— Do this —
Write a continuation of the passage about Mehta's films Fire and Earth, picking up right after its final sentence.

— Extracted text —
start

The release of Fire sent shock-waves throughout India where a lesbian
relationship between two characters named after Hindu goddesses was
perceived as a deliberate affront by fundamentalists. But Mehta’s
elegant storytelling skills and the powerfully restrained performances
of her two lead actresses (Shabana Azmi and Nandita Das) were widely
acclaimed in the West, and Fire received numerous film festival
awards.
Two years later, Mehta released Earth, based on Bapsi Sidhwa’s
autobiographical novel Cracking India. Unlike Fire which is set in the
vague present, Earth is set at a specific point in historical time:
the moment right before British rule ended in 1947, prompting India
and Pakistan to declare themselves separate countries.
Earth’s main character is Lenny Sethna (Maia Sethna), the daughter of
a prominent Parsee family living in the cosmopolitan city of Lahore.
Lenny has been born into a very comfortable life; Hindus, Moslems, and
Sikhs all dine together as friends at her parents’ gracious table. But
soon political disagreements intrude on her world, and Lenny watches
in confusion as the adult relationships around her begin to fragment.

end

— Supplied entries —

start

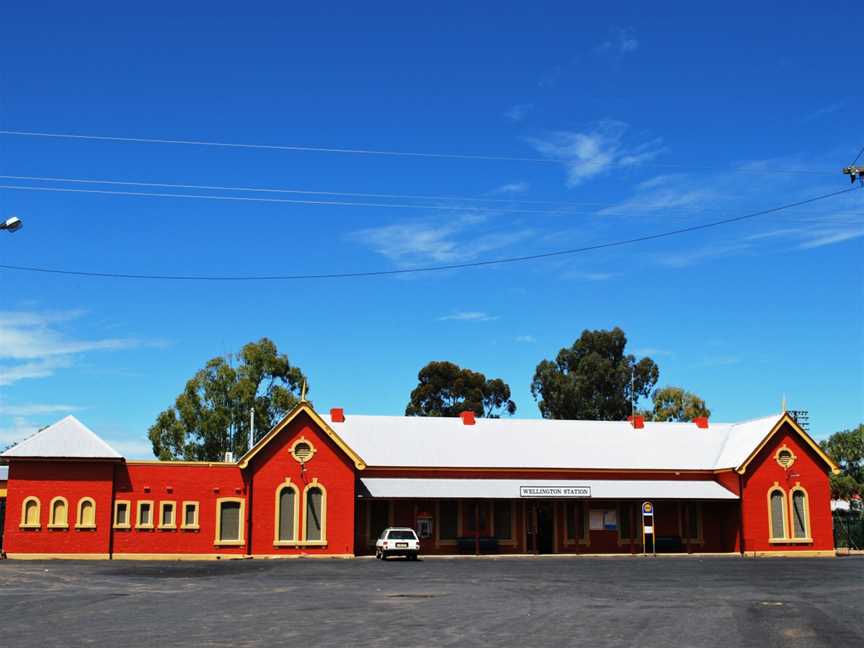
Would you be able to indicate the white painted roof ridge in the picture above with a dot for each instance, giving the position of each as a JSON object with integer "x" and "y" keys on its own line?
{"x": 68, "y": 438}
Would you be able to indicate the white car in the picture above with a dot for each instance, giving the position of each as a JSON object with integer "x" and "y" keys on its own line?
{"x": 397, "y": 541}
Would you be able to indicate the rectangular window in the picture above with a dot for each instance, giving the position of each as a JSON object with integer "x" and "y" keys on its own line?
{"x": 190, "y": 515}
{"x": 145, "y": 515}
{"x": 503, "y": 519}
{"x": 121, "y": 515}
{"x": 229, "y": 525}
{"x": 448, "y": 511}
{"x": 166, "y": 515}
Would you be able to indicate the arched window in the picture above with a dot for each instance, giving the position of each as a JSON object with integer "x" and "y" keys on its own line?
{"x": 777, "y": 513}
{"x": 86, "y": 514}
{"x": 315, "y": 526}
{"x": 30, "y": 510}
{"x": 58, "y": 514}
{"x": 800, "y": 514}
{"x": 286, "y": 513}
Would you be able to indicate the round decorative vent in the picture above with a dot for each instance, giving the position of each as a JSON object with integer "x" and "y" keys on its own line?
{"x": 302, "y": 450}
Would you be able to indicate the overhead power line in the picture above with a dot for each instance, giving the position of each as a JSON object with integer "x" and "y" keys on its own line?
{"x": 438, "y": 268}
{"x": 380, "y": 152}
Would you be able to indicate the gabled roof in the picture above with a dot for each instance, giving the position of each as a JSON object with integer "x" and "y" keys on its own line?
{"x": 68, "y": 438}
{"x": 303, "y": 407}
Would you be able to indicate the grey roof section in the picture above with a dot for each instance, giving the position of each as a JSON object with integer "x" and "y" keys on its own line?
{"x": 415, "y": 442}
{"x": 513, "y": 488}
{"x": 68, "y": 438}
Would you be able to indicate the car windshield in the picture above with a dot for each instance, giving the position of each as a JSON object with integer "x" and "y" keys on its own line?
{"x": 402, "y": 535}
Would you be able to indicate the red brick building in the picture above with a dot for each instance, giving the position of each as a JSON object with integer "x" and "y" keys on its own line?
{"x": 327, "y": 485}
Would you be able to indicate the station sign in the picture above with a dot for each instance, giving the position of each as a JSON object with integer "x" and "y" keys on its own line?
{"x": 554, "y": 491}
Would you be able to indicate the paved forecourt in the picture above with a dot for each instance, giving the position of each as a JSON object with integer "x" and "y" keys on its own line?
{"x": 436, "y": 602}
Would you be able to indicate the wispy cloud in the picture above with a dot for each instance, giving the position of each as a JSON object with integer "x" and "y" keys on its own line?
{"x": 468, "y": 316}
{"x": 511, "y": 188}
{"x": 621, "y": 41}
{"x": 595, "y": 151}
{"x": 518, "y": 112}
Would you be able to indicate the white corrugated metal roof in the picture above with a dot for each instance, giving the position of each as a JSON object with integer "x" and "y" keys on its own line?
{"x": 514, "y": 488}
{"x": 541, "y": 443}
{"x": 68, "y": 438}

end

— Output of the exercise —
Atrocities on all sides lead to escalating violence and inevitable
tragedy.
Mehta is careful to show the unfolding horror through Lenny’s innocent
eyes, and told from a child’s perspective the story of this one
specific ethnic conflict achieves heart-breaking universality.
With Water, Mehta once again tells a deeply personal story set in a
moment of great historical change. This time the year is 1938, and
Gandhi is just beginning to mobilize the crowds that will inevitably
drive the British out of India a decade later. But eight year old
Chuyia (Sarala) knows nothing about any of this; she is a child beset
by her own miseries. Married to a man she barely knew, Chuyia is
already a widow. According to custom, her father and her mother-in-law
bring her to an ashram in Benares (the holy city on the Ganges River
now called Varanasi), where she is expected to renounce the world and
spend the rest of her life in mourning.
For the other women in the ashram, Chuyia is an immediately
destabilizing force. As they look at her, they see the children they
once were, and they also see the children they will never have.
Shakuntala (Seema Biswas), who has devoted herself to religious
rituals for years, begins to ache with long-buried maternal longings.
The more she tries to change Chuyia, channeling her youthful energy
into “appropriate” behavior, the more Shakuntala comes to question her
own choices. Does she really want Chuyia to live the same life of
sacrifice and self-suppression?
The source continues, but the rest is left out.